* start Data in this exercise *

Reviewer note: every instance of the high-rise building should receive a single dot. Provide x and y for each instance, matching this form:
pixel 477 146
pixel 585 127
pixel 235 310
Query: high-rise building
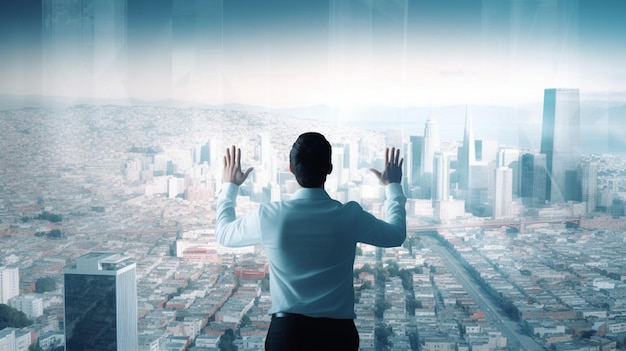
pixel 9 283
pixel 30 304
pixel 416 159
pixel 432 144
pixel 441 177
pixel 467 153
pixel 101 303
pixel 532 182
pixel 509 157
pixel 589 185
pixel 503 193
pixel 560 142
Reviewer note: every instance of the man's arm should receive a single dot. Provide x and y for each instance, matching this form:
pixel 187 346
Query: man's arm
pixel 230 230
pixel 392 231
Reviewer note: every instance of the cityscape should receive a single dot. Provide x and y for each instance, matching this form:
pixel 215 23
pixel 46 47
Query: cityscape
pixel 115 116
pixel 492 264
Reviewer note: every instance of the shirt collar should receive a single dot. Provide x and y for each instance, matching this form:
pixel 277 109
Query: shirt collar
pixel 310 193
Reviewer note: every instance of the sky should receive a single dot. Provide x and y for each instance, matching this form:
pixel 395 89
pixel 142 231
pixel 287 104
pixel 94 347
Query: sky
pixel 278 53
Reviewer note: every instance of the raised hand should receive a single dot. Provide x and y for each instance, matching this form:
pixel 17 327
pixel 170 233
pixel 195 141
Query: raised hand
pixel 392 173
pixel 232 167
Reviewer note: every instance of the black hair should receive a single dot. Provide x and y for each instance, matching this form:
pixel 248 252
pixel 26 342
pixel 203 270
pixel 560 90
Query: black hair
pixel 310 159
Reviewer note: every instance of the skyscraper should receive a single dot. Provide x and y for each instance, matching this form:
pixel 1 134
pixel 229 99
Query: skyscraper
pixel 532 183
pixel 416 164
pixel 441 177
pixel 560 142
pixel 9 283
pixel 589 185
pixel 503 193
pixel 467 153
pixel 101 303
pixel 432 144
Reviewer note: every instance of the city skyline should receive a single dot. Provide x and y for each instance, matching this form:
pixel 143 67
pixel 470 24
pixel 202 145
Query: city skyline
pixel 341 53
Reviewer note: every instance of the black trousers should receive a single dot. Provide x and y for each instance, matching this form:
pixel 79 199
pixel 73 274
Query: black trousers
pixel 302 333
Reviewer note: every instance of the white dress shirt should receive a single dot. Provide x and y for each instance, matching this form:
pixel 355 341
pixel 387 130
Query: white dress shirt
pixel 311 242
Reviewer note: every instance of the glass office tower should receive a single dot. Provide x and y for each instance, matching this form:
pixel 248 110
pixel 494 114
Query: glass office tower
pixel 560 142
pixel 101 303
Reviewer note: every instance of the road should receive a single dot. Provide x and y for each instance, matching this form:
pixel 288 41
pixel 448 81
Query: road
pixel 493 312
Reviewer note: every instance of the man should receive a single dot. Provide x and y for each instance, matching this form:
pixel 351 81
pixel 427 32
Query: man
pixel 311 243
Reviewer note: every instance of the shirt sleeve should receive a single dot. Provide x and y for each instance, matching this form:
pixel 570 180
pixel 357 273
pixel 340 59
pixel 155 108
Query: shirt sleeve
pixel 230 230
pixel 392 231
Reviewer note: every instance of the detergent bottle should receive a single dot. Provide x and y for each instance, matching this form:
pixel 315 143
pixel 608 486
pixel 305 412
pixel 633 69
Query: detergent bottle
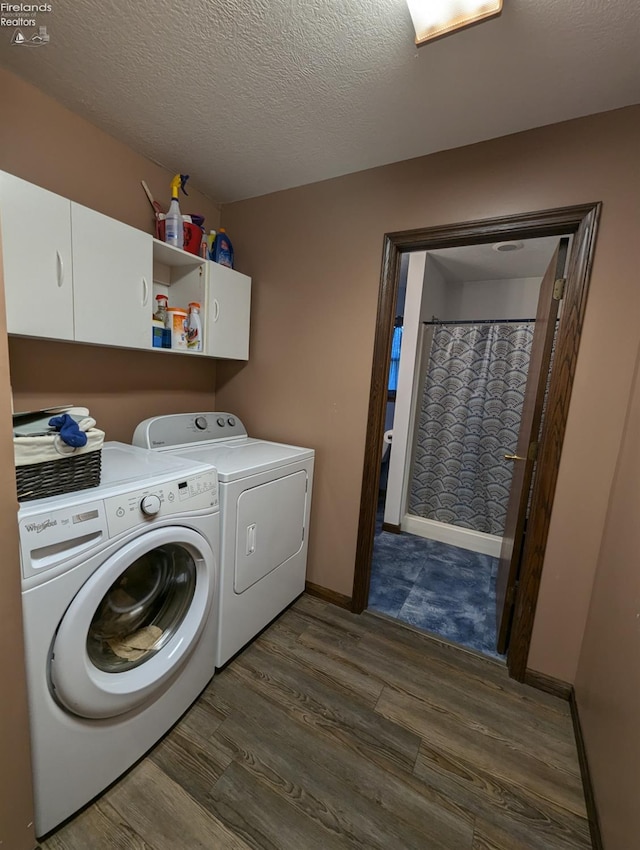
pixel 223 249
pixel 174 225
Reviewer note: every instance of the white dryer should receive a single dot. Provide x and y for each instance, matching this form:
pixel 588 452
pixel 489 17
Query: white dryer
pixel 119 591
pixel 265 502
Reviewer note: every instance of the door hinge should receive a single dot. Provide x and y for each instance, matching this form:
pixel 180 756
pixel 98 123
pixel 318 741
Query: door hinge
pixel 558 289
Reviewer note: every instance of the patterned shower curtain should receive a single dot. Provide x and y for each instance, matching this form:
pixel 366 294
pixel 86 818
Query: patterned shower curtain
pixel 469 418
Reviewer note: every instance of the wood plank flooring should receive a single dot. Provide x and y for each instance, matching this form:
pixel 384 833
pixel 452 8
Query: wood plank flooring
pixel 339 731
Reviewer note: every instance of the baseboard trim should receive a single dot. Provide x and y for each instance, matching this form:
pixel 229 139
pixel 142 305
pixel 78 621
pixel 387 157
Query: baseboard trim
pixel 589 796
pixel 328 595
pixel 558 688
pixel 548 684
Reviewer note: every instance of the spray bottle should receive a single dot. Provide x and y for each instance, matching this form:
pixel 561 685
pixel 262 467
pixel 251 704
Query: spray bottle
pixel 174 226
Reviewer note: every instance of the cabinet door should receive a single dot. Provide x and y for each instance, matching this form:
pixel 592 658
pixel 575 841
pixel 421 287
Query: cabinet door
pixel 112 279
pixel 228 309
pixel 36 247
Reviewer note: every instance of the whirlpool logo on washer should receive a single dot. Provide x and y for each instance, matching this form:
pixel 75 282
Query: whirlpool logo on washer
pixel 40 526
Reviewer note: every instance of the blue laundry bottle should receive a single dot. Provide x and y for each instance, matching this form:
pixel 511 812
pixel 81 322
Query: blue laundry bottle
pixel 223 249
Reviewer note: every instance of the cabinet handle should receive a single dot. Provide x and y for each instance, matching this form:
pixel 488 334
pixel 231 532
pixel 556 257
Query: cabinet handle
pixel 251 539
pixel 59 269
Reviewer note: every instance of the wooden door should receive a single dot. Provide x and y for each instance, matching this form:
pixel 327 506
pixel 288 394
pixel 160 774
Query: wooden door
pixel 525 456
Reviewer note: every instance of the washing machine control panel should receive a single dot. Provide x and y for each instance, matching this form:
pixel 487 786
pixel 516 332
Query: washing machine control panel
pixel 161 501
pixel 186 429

* end Data in this exercise *

_What the exercise asks_
Render every line of the records above as a Markdown table with the columns Row and Line. Skip blank lines and leave the pictures out.

_The result_
| Row | Line |
|---|---|
| 1 | Reviewer note: every instance of the high-rise building should receive a single dot. Provide x and y for each instance, matching this form: |
| 2 | pixel 477 146 |
| 3 | pixel 585 127 |
| 4 | pixel 235 310 |
| 5 | Query: high-rise building |
| 6 | pixel 9 283 |
| 7 | pixel 30 304 |
| 8 | pixel 416 159 |
| 9 | pixel 432 144 |
| 10 | pixel 441 177 |
| 11 | pixel 467 153 |
| 12 | pixel 101 303 |
| 13 | pixel 532 182 |
| 14 | pixel 509 157 |
| 15 | pixel 589 185 |
| 16 | pixel 503 193 |
| 17 | pixel 560 142 |
| 18 | Reviewer note: every instance of the man's arm should receive a single dot. Provide x and y for each instance, matching this form: |
| 19 | pixel 187 346 |
| 20 | Query: man's arm |
| 21 | pixel 230 230 |
| 22 | pixel 392 231 |
| 23 | Reviewer note: every instance of the cityscape should receive a single dot. Provide x and y for each instance, matching this form: |
| 24 | pixel 215 23 |
| 25 | pixel 46 47 |
| 26 | Query: cityscape |
| 27 | pixel 115 116 |
| 28 | pixel 492 264 |
| 29 | Reviewer note: every instance of the shirt collar should receive a single dot. Provide x and y for each instance, matching this form: |
| 30 | pixel 277 109 |
| 31 | Query: shirt collar |
| 32 | pixel 310 193 |
| 33 | Reviewer note: every instance of the sky should receive a single dot. Provide x and y for each instance, matching this form: |
| 34 | pixel 395 89 |
| 35 | pixel 142 231 |
| 36 | pixel 287 104 |
| 37 | pixel 94 347 |
| 38 | Query: sky |
| 39 | pixel 278 53 |
| 40 | Reviewer note: every instance of the raised hand should receive a single dot. Provide x and y for each instance, matching this form: |
| 41 | pixel 17 327 |
| 42 | pixel 170 233 |
| 43 | pixel 195 141 |
| 44 | Query: raised hand |
| 45 | pixel 392 173 |
| 46 | pixel 232 167 |
| 47 | Reviewer note: every instance of the black hair should receive a single dot. Provide x and y for each instance, matching this form: |
| 48 | pixel 248 252 |
| 49 | pixel 26 342 |
| 50 | pixel 203 270 |
| 51 | pixel 560 90 |
| 52 | Query: black hair |
| 53 | pixel 310 159 |
| 54 | Reviewer note: every instance of the skyscraper should receive a single dot. Provide x and y for each instance, matching this form: |
| 55 | pixel 1 134 |
| 56 | pixel 229 99 |
| 57 | Query: skyscraper |
| 58 | pixel 532 183 |
| 59 | pixel 416 164 |
| 60 | pixel 441 177 |
| 61 | pixel 560 142 |
| 62 | pixel 9 283 |
| 63 | pixel 589 185 |
| 64 | pixel 503 193 |
| 65 | pixel 467 153 |
| 66 | pixel 101 303 |
| 67 | pixel 432 144 |
| 68 | Reviewer note: every instance of the city skyline should receive a single dot. Provide x and y for each instance, matching this form: |
| 69 | pixel 143 67 |
| 70 | pixel 470 24 |
| 71 | pixel 202 145 |
| 72 | Query: city skyline |
| 73 | pixel 341 53 |
| 74 | Reviewer note: every instance of the black trousers should receive a single dot. Provide x and y for each instance, matching this form: |
| 75 | pixel 79 199 |
| 76 | pixel 73 274 |
| 77 | Query: black trousers |
| 78 | pixel 302 333 |
| 79 | Reviewer note: every instance of the white dress shirt should receive a single dot. Provide x and y for each instance, matching this form: |
| 80 | pixel 355 341 |
| 81 | pixel 387 130 |
| 82 | Query: white dress shirt |
| 83 | pixel 311 242 |
| 84 | Reviewer note: every instance of the glass office tower should receive a single dot. Provide x and y for each instance, matching this form: |
| 85 | pixel 248 110 |
| 86 | pixel 494 114 |
| 87 | Query: glass office tower |
| 88 | pixel 560 142 |
| 89 | pixel 101 303 |
| 90 | Reviewer note: every instance of the road should receive a single dot. Provide x and y for each instance, matching this form: |
| 91 | pixel 288 41 |
| 92 | pixel 448 81 |
| 93 | Query: road |
| 94 | pixel 493 312 |
| 95 | Reviewer note: every instance of the man should receive a single dot. Provide x and y for each instance, matching this form: |
| 96 | pixel 351 81 |
| 97 | pixel 427 32 |
| 98 | Query: man |
| 99 | pixel 311 243 |
| 100 | Reviewer note: every instance of the shirt sleeve should receive a single dot. Provide x and y for each instance, matching this form: |
| 101 | pixel 570 180 |
| 102 | pixel 357 273 |
| 103 | pixel 340 59 |
| 104 | pixel 155 108 |
| 105 | Query: shirt sleeve |
| 106 | pixel 230 230 |
| 107 | pixel 392 231 |
| 108 | Reviewer note: every instance of the detergent bottle should receive a single dot. Provide x and y for each instance, matching this form: |
| 109 | pixel 315 143 |
| 110 | pixel 608 486 |
| 111 | pixel 305 412 |
| 112 | pixel 633 69 |
| 113 | Query: detergent bottle |
| 114 | pixel 223 249 |
| 115 | pixel 174 225 |
| 116 | Reviewer note: every instance of the white dryer should receive a single dot. Provide x and y for each instance, matching this form: |
| 117 | pixel 588 452 |
| 118 | pixel 489 17 |
| 119 | Query: white dryer |
| 120 | pixel 119 591 |
| 121 | pixel 265 502 |
| 122 | Reviewer note: every instance of the door hinge should receive a single dot. Provide x and y for each instance, matching this form: |
| 123 | pixel 180 756 |
| 124 | pixel 98 123 |
| 125 | pixel 318 741 |
| 126 | Query: door hinge |
| 127 | pixel 558 289 |
| 128 | Reviewer note: every instance of the patterned shower curtain should receive a single dot. Provide x and y for each instance, matching this form: |
| 129 | pixel 366 294 |
| 130 | pixel 86 818 |
| 131 | Query: patterned shower curtain |
| 132 | pixel 469 418 |
| 133 | Reviewer note: every instance of the wood plank flooring should receive a single dot. Provide x and y for each instance, matching this form: |
| 134 | pixel 384 833 |
| 135 | pixel 452 8 |
| 136 | Query: wood plank flooring |
| 137 | pixel 339 731 |
| 138 | Reviewer note: every instance of the baseboard trim should receive a single dot. Provide x and y for each instance, matching this form: |
| 139 | pixel 229 139 |
| 140 | pixel 142 305 |
| 141 | pixel 78 621 |
| 142 | pixel 387 157 |
| 143 | Query: baseboard trim |
| 144 | pixel 589 796 |
| 145 | pixel 328 595 |
| 146 | pixel 558 688 |
| 147 | pixel 548 684 |
| 148 | Reviewer note: every instance of the spray bottle should receive a single dot. Provide x and y for each instance, matching this form: |
| 149 | pixel 561 685 |
| 150 | pixel 262 467 |
| 151 | pixel 251 704 |
| 152 | Query: spray bottle |
| 153 | pixel 174 226 |
| 154 | Reviewer note: every instance of the cabinet door should receive a single dot. Provide x and y for each instance, matching this form: |
| 155 | pixel 592 658 |
| 156 | pixel 575 841 |
| 157 | pixel 421 287 |
| 158 | Query: cabinet door |
| 159 | pixel 112 279 |
| 160 | pixel 228 309 |
| 161 | pixel 36 247 |
| 162 | Reviewer note: every instance of the whirlpool logo on washer should receive a single dot. Provide x and y for each instance, matching this form: |
| 163 | pixel 75 282 |
| 164 | Query: whirlpool logo on washer |
| 165 | pixel 40 526 |
| 166 | Reviewer note: every instance of the blue laundry bottle should receive a single dot. Provide x and y for each instance, matching this form: |
| 167 | pixel 511 812 |
| 168 | pixel 81 322 |
| 169 | Query: blue laundry bottle |
| 170 | pixel 223 249 |
| 171 | Reviewer note: every instance of the cabinet handle should receive a single dot. Provide x and y for each instance, matching this form: |
| 172 | pixel 488 334 |
| 173 | pixel 231 532 |
| 174 | pixel 556 257 |
| 175 | Query: cabinet handle |
| 176 | pixel 251 539 |
| 177 | pixel 59 269 |
| 178 | Reviewer note: every instance of the wooden door should receive a single dot. Provide x and y for each instance, matching this form: |
| 179 | pixel 327 506 |
| 180 | pixel 288 394 |
| 181 | pixel 160 774 |
| 182 | Query: wooden door |
| 183 | pixel 525 456 |
| 184 | Reviewer note: every instance of the washing machine control panel should receive a single dot. Provide x and y for each instance, matching this form: |
| 185 | pixel 487 786 |
| 186 | pixel 516 332 |
| 187 | Query: washing machine control panel |
| 188 | pixel 161 501 |
| 189 | pixel 186 429 |